Source -
§

The Cryptocoryne crispatula var. balansae (across the back) really took off around two months ago from just reaching the surface to some leaves being 3feet long or more (Tropica says 20-60 cm, mine 90cm+). Some runners are springing up too far forward into the tank some I will need to remove these as well as take out some of the overly long leaves, but it seems a shame to do so.

The Cryptocoryne wendtii 'Mi Oya' (left mid-ground behind log) ended up reaching all the way to the surface (Tropica says 20-35 cm, mine 50cm+) . At this size it would be a better background plant than a midground one. The big one in the front left sprung up on its own from a root/runner. I originally thought it was a mutated Crypt nurii without colouration but it has grown into a really nice plant. It is too close to the front for a plant that size so will eventually need to come out but it is too nice to just pull out so I will find it a new home first.

Cyrptocoryne nurii (left front) was slow to start and looked a bit sickly when first planted but has really thickened up in the last few months. It stayed a good size for its location. Leaves in more brightly lit areas tend to have better colouration.

Cryptocoryne wendtii 'Green' (right front) grew like crazy. It is way larger than planned, easily 25-30 cm high (Tropica says heights from 5-15 cm 8-15 cm wide. When grown in an open space the leaves will virtually lie on the bottom). It is a nice plant but bigger and thicker growth than suited for that area. It is blocking the anubias growing on the branches behind it as well as the wendtii ‘Brown’ behind the log. I had trouble deciding between it and wendtii ‘Tropica’ when planning and chose it because it was supposed to stay smaller and the bright green would look nice in front of the ‘Brown’. Maybe I chose wrong but maybe the ‘Tropica’ would have grown just as big. I’m thinking of maybe taking out most or all of it and replacing with Staurogyne repens or something similar and/or some coconut shell caves covered in Anubias nana 'Petite'

Crytpocoryne wendtii 'Brown' (right mid-ground behind log) was fairly root bound and difficult to plant. For a while it kept up with the wendtii ‘Green’ but fell behind and is barely visible behind it. It still gets light from above and through the back glass so is doing ok and is just starting to show above the ‘Green’ again.

Anubias barteri var. nana 'Petite' Dwarf Anubias (attached to various spots on the manzanta wood). Grows really well and I’m glad I went with this rather than cover the wood with phoenix moss like I had originally planned. Very low maintenance. I have taken off a few clippings and had to retie some with fishing line instead of the black thread I had originally used. At four months in some growing on the branches showed signs of nutrient deficiency but about 3 ml flourish once a week has pretty much fixed that. Anubias with roots into the eco-complete always are a nice green.

§

Information supplied -

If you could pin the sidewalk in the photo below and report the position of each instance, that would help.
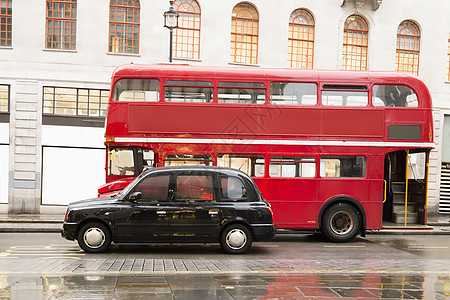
(53, 223)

§

Objective 1 - In the aquarium plant notes, how long have some leaves of the Cryptocoryne crispatula var. balansae grown?
Objective 2 - Substitute "shoots" for "runners" in the aquarium plant notes, and write out the passage starting at "The Cryptocoryne crispatula" and ending at "shame to do so.".

Final result 1 - Some leaves are 3 feet long or more, which is over 90 cm.

Final result 2 -
The Cryptocoryne crispatula var. balansae (across the back) really took off around two months ago from just reaching the surface to some leaves being 3feet long or more (Tropica says 20-60 cm, mine 90cm+). Some shoots are springing up too far forward into the tank some I will need to remove these as well as take out some of the overly long leaves, but it seems a shame to do so.